■ Exercise details
The listing must be reproduced in full, exactly as it stands.

Start of Exercise materials

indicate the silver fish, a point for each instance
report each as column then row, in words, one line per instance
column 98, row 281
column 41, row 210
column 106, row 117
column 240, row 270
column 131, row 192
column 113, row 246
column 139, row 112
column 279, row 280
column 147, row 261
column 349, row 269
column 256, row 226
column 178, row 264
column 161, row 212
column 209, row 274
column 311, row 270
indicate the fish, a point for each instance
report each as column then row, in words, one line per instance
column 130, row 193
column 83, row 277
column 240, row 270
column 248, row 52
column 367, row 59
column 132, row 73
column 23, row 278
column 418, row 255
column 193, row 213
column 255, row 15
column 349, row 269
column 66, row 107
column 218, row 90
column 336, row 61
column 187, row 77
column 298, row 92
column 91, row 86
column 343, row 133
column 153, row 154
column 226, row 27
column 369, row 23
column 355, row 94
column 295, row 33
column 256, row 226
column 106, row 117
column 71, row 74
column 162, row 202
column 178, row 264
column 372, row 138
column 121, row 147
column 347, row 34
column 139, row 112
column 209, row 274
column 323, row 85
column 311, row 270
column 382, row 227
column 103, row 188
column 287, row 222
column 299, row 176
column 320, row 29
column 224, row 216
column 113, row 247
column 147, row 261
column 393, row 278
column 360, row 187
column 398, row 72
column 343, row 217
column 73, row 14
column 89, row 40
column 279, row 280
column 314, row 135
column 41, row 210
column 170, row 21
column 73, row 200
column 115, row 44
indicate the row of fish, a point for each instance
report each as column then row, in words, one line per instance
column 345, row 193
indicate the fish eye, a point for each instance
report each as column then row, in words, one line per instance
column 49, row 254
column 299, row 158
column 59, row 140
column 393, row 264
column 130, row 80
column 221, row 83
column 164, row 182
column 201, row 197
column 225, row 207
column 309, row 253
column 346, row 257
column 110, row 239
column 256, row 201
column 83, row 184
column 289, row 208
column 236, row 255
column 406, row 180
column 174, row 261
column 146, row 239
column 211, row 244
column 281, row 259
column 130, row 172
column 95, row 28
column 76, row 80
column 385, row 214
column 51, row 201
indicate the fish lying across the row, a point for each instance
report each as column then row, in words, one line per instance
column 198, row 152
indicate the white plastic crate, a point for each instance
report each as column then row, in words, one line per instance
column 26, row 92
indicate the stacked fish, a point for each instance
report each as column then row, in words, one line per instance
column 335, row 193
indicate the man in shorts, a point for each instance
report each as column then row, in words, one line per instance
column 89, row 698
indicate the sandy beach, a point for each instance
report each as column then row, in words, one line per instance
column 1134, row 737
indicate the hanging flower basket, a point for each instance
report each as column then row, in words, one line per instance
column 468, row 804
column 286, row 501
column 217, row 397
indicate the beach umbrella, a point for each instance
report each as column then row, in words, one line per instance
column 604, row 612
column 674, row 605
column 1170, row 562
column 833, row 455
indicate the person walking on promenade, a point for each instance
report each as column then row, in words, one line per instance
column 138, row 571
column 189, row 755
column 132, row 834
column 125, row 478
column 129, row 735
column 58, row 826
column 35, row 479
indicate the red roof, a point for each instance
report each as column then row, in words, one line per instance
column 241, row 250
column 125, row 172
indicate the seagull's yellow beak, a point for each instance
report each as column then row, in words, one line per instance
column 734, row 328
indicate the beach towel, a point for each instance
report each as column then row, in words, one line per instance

End of Exercise materials

■ Reply to the task
indicate the silver fish, a point for each instance
report each as column then row, in words, one line per instance
column 98, row 281
column 41, row 210
column 106, row 117
column 240, row 270
column 131, row 192
column 113, row 246
column 139, row 112
column 279, row 280
column 147, row 261
column 349, row 269
column 256, row 226
column 178, row 264
column 161, row 212
column 209, row 274
column 311, row 270
indicate the fish, a point for each instance
report each as column then row, in words, one line per instance
column 130, row 193
column 83, row 277
column 240, row 270
column 248, row 52
column 367, row 59
column 132, row 73
column 23, row 278
column 418, row 255
column 193, row 213
column 255, row 15
column 349, row 269
column 66, row 107
column 218, row 90
column 336, row 61
column 187, row 77
column 298, row 92
column 91, row 86
column 343, row 133
column 153, row 154
column 226, row 27
column 369, row 23
column 355, row 94
column 295, row 33
column 256, row 226
column 106, row 117
column 71, row 74
column 162, row 202
column 178, row 264
column 372, row 138
column 121, row 147
column 347, row 34
column 139, row 112
column 209, row 274
column 323, row 85
column 311, row 270
column 382, row 227
column 103, row 188
column 287, row 222
column 299, row 176
column 320, row 29
column 224, row 216
column 113, row 247
column 147, row 261
column 393, row 278
column 360, row 187
column 398, row 72
column 343, row 217
column 73, row 14
column 89, row 40
column 279, row 280
column 314, row 135
column 41, row 210
column 170, row 21
column 73, row 200
column 115, row 44
indicate the row of fish, a point for each instance
report each as column then row, in words, one line per instance
column 345, row 193
indicate the fish eye, a point for each instance
report each as column then row, in words, one line per instance
column 49, row 254
column 299, row 158
column 59, row 140
column 393, row 264
column 130, row 80
column 221, row 83
column 164, row 182
column 201, row 197
column 225, row 207
column 309, row 253
column 346, row 257
column 110, row 239
column 256, row 201
column 83, row 184
column 289, row 208
column 236, row 255
column 406, row 180
column 174, row 261
column 146, row 239
column 211, row 244
column 281, row 259
column 130, row 172
column 95, row 28
column 76, row 80
column 385, row 214
column 51, row 201
indicate the fish lying across the row, a point for each instance
report each as column then row, in words, one line per instance
column 198, row 152
indicate the white plastic crate, a point for each instance
report each as column then row, in words, one line per instance
column 26, row 92
indicate the stacked fish, a point for each instance
report each as column then row, in words, one line per instance
column 335, row 193
indicate the man in shorts, a point for each instance
report each as column then row, in words, one line per instance
column 89, row 698
indicate the sandy beach, a point for each instance
report each as column then row, in words, one line per instance
column 1134, row 737
indicate the hanging flower basket, a point for each instance
report each as column then row, in words, one line per instance
column 468, row 804
column 286, row 501
column 217, row 397
indicate the beach umbrella, a point for each instance
report each as column then row, in words, one line per instance
column 604, row 612
column 674, row 605
column 1170, row 562
column 833, row 455
indicate the person walking on promenade, a point for each instance
report each as column then row, in words, one line per instance
column 138, row 571
column 189, row 755
column 132, row 834
column 125, row 478
column 129, row 735
column 58, row 826
column 35, row 479
indicate the red roof, a point for each instance
report each as column then row, in words, one line per instance
column 241, row 250
column 125, row 172
indicate the seagull's yellow beak, a point for each instance
report each as column then row, in words, one line per instance
column 734, row 328
indicate the beach towel, a point for each instance
report each as column then row, in words, one line per instance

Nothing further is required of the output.